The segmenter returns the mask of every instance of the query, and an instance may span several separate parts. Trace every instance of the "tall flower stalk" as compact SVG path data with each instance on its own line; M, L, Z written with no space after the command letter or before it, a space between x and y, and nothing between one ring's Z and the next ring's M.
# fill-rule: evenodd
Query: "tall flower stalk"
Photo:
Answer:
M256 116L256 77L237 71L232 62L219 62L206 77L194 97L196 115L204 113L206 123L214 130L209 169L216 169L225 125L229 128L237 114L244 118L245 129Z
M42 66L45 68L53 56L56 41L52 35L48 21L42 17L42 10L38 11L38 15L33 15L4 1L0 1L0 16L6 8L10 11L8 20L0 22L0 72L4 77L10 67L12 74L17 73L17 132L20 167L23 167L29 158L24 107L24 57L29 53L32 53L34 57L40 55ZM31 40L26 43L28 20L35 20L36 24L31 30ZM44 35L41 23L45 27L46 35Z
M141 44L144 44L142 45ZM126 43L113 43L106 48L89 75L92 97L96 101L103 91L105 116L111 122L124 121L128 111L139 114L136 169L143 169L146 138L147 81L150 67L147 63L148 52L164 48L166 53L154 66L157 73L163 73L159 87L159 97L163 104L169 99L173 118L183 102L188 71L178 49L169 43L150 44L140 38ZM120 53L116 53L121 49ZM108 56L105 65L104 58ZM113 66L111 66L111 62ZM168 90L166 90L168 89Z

....

# WHAT TO WORK ON
Copy the rows above, putting "flowering stem" wherever "tall flower stalk" occurs and leaving everything else untouched.

# RESULT OF THIS EXERCISE
The segmenter returns the mask of every instance of the query, and an instance may span several separate parts. Trace every instance of the "flowering stem" as compact SVG path data with each instance on its own line; M, L, Z written with no space after the command letter or before it, a space between x and y, and nothing between one ring's Z and the next ring's M.
# fill-rule: evenodd
Query: "flowering stem"
Photo:
Answer:
M256 116L256 77L237 71L232 62L219 62L206 77L194 97L196 115L204 113L206 123L214 130L209 169L216 169L225 125L229 128L237 114L244 118L245 129Z
M42 66L45 68L53 56L56 41L52 35L48 21L42 17L42 10L38 11L38 15L33 15L4 1L0 1L0 16L6 8L10 11L8 20L0 22L0 72L4 77L10 67L12 74L17 73L17 132L20 167L23 167L29 158L24 107L24 57L29 53L32 53L34 57L40 55ZM31 40L26 43L28 20L35 20L36 24L31 30ZM44 35L41 23L45 27L46 35Z
M141 44L144 44L142 45ZM126 43L113 43L106 48L89 75L92 97L96 101L103 91L105 116L111 122L124 121L128 111L139 114L136 169L143 169L146 138L147 81L150 67L147 63L148 52L164 48L166 53L154 66L157 73L163 73L159 87L159 97L163 104L169 99L173 118L183 102L188 71L178 49L169 43L150 44L140 38ZM120 53L116 53L121 49ZM108 56L105 65L104 58ZM113 66L111 66L111 62ZM168 90L166 90L168 89Z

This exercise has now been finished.